**What you should do:** Emit the entire listing verbatim.

**Material for this exercise:**
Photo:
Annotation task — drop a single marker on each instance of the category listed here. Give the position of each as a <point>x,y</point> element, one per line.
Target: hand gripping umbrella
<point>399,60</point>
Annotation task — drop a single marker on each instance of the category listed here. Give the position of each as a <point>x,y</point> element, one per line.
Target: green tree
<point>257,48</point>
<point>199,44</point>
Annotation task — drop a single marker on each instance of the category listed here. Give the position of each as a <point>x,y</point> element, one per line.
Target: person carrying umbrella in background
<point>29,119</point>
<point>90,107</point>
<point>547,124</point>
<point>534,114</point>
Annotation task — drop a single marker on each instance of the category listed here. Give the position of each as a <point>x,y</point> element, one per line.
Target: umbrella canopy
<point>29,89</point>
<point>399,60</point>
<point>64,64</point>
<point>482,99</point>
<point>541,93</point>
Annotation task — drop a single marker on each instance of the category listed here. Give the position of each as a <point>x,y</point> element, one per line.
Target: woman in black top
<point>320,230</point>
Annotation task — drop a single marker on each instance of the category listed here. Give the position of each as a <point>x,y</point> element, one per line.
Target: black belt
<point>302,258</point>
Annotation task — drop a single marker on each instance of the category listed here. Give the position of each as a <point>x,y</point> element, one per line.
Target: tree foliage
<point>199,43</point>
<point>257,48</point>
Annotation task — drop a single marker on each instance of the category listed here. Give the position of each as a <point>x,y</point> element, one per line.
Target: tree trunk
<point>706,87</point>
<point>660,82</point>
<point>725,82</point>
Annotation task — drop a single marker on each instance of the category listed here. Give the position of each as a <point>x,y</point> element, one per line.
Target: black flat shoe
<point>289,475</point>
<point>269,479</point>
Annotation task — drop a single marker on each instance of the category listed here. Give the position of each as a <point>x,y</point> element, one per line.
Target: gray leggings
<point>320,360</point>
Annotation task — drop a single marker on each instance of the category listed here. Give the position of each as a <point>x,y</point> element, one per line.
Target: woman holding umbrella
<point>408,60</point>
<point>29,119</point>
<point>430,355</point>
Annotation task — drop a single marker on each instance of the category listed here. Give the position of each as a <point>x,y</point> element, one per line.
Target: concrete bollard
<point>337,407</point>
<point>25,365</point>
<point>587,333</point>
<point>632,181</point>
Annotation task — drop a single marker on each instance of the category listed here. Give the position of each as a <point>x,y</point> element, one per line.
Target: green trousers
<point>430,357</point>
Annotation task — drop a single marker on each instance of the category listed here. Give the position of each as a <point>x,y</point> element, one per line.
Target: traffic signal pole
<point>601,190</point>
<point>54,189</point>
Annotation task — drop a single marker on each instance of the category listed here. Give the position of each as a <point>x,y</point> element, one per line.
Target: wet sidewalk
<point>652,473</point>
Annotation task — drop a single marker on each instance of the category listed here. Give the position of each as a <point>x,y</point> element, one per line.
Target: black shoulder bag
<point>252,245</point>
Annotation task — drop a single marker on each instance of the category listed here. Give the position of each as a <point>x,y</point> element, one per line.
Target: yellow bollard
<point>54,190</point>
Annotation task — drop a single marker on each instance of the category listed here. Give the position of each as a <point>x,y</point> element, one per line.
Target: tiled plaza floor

**Task response:**
Photo:
Annotation task — drop a single marker on each instance of the category listed here. Give the position of each as a <point>x,y</point> element, one per line.
Target: hand gripping umbrella
<point>399,60</point>
Annotation task — drop a single marker on each instance of the category listed here. Give the position of each as a <point>x,y</point> element, one per line.
Target: green tree
<point>257,48</point>
<point>199,44</point>
Annotation task — drop a single marker on each instance of the category listed here. Give the position of each as a <point>x,y</point> element, one per line.
Target: person carrying umbrella in background
<point>29,119</point>
<point>90,107</point>
<point>547,124</point>
<point>534,114</point>
Annotation task — drop a single marker on each instance of the category listed here. Give the position of each as a <point>x,y</point> element, one per line.
Target: umbrella canopy
<point>29,89</point>
<point>399,60</point>
<point>64,64</point>
<point>482,99</point>
<point>541,93</point>
Annotation task — drop a single marker on each instance of the category listed here. Give the position of each as a <point>x,y</point> element, one per line.
Target: woman in black top
<point>320,230</point>
Annotation task — drop a single marker on each instance of the category listed here. Give the position of each as a <point>x,y</point> element, one per line.
Target: black belt
<point>302,258</point>
Annotation task — drop a single marker on each instance of the category listed here. Give the position of each as a <point>x,y</point> element, one per line.
Target: tree foliage
<point>199,43</point>
<point>257,48</point>
Annotation task — drop a single marker on each instance of the category listed here. Give the position of each as a <point>x,y</point> element, one per line.
Target: tree trunk
<point>706,87</point>
<point>660,82</point>
<point>725,82</point>
Annotation task — drop a single marker on each instance of the category listed here. Give the position of each as a <point>x,y</point> element, one per line.
Target: black flat shoe
<point>289,475</point>
<point>269,479</point>
Annotation task — drop a single marker on each instance of the category listed here. Give the position of each as a <point>x,y</point> element, one per line.
Target: gray leggings
<point>320,360</point>
Annotation task — drop a single marker on each instance of the category listed here. Give the position of each as a <point>x,y</point> element, one per line.
Target: woman holding umbrella
<point>408,60</point>
<point>29,119</point>
<point>430,355</point>
Annotation task — drop a single marker on each instance of the category listed here. Give the position of each as a <point>x,y</point> element, one per line.
Target: concrete bollard
<point>337,407</point>
<point>25,365</point>
<point>587,333</point>
<point>632,181</point>
Annotation task — drop a single marker on each instance of the category listed here. Give the position of each as a <point>x,y</point> element, one per line.
Target: green trousers
<point>430,357</point>
Annotation task — drop a single marker on each instance of the category listed here. Give the position of each as a <point>x,y</point> element, one per line.
Target: traffic signal pole
<point>601,190</point>
<point>54,189</point>
Annotation task — drop a single marker on each instance of the category listed here. Give the position of each as a <point>x,y</point> element, one per line.
Target: wet sidewalk
<point>652,473</point>
Annotation task — drop a single marker on each instance of the category listed here. Give the position of each as a <point>x,y</point> element, one per line.
Target: black shoulder bag
<point>252,245</point>
Annotation task — drop a single marker on each instance of the category listed here. Give the position of each as a <point>x,y</point> element, one per line.
Target: yellow bollard
<point>54,190</point>
Annotation task — drop a single marker on each instance of the category listed here. Give the position of each as a <point>x,y</point> element, one per line.
Target: tiled plaza floor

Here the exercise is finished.